• WORKING DATA

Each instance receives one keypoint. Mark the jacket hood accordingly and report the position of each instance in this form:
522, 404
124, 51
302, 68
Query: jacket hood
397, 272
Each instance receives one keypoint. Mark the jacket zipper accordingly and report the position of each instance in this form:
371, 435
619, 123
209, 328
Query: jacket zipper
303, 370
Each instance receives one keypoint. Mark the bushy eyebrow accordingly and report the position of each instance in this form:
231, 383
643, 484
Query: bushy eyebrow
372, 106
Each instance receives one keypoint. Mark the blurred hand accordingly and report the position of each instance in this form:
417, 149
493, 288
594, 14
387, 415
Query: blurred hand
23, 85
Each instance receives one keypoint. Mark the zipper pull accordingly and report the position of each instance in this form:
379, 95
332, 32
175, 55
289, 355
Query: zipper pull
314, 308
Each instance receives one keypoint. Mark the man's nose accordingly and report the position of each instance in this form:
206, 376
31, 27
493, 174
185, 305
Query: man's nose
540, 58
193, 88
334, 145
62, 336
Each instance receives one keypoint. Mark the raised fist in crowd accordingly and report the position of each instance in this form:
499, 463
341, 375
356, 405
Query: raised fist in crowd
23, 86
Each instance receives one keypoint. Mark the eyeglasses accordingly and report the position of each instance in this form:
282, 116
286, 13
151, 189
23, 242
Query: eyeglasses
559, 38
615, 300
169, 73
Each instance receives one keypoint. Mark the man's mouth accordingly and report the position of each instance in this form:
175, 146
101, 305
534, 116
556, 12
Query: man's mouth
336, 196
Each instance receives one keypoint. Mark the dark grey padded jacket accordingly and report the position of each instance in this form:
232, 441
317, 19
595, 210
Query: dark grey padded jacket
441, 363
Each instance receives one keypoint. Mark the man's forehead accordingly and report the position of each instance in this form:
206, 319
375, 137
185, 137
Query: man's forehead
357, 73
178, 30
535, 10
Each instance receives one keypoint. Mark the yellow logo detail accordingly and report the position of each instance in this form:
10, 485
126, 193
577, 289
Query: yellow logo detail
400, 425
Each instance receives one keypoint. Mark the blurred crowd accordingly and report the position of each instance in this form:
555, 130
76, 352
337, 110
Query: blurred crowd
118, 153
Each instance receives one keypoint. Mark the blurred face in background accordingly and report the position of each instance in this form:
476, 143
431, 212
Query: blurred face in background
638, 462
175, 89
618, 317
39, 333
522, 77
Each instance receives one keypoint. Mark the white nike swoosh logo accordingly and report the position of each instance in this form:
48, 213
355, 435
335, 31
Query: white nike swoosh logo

• WHAT YOU NEED TO DO
All of the entries must be written out exactly as they stand.

• SOLVED EXERCISE
Each instance receives one keypoint. Mark the jacket hood accordingly and report the position of each instance in this form:
522, 404
124, 51
302, 68
Query: jacket hood
397, 272
Each instance receives one keypoint. Mark the jacket zipper accordingly and report the position of each instance in this form:
371, 435
619, 123
209, 328
Query: jacket zipper
303, 370
Each instance receives one keypoint. Mark the bushy eyebrow accordingly and report the position of each instance in this form:
231, 383
643, 484
Query: bushy eyebrow
372, 106
Each instance receives one keypoint. Mark the blurred hand accordingly and report the position of each instance in this form:
417, 149
493, 288
594, 14
387, 415
Query: blurred hand
23, 85
Each instance receives one keypoint. Mark the zipper pull accordingly and report the position of each instance in this form:
379, 95
332, 32
175, 55
289, 355
Query: zipper pull
314, 308
Each instance receives one keypoint. Mark the man's nose accordingly and report the position of each instance in this form:
206, 376
31, 27
493, 174
185, 305
Query: man's nose
540, 58
193, 88
334, 145
62, 336
Each instance receives one keypoint. Mark the raised fist in crowd accordingly and report the position of each instance in this form:
499, 463
341, 375
356, 405
Query: raised fist in crowd
23, 86
Each instance receives one keypoint. Mark the eyeglasses accordingly and report the position of each instance in this form:
282, 116
286, 13
151, 189
23, 242
Query: eyeglasses
559, 38
615, 300
169, 73
Each instance receives one keypoint. Mark the man's mouth accordingly and report the position of each instance in this form:
175, 146
101, 305
534, 116
556, 12
Query: man's mouth
336, 196
Each instance receives one keypoint. Mark the dark grey padded jacket accordingly and report the position of each instance in this form:
232, 441
317, 19
595, 210
Query: dark grey padded jacket
441, 363
Each instance receives one keypoint. Mark the man's forehead accordingly and report the position of each instance in this form:
206, 319
375, 137
185, 137
Query: man's forehead
357, 73
178, 30
535, 10
Each instance receives one keypoint. Mark the yellow logo detail accordingly and report the position of each instance in this form:
10, 485
126, 193
577, 289
Query: yellow logo detail
400, 425
Each instance receives one keypoint. Mark the blurred crowd accordingly and report the position of each instance in this form:
555, 130
76, 352
337, 110
Query: blurred crowd
118, 153
Each instance receives one keypoint. Mark the blurred face in background accordingly and report the position of each instance in this form:
476, 143
431, 212
Query: blurred face in background
638, 462
175, 89
618, 317
39, 333
522, 77
Each instance receives one keypoint. Mark the white nike swoosh logo accordingly and report the position of each instance in this form:
48, 213
355, 435
335, 31
Query: white nike swoosh logo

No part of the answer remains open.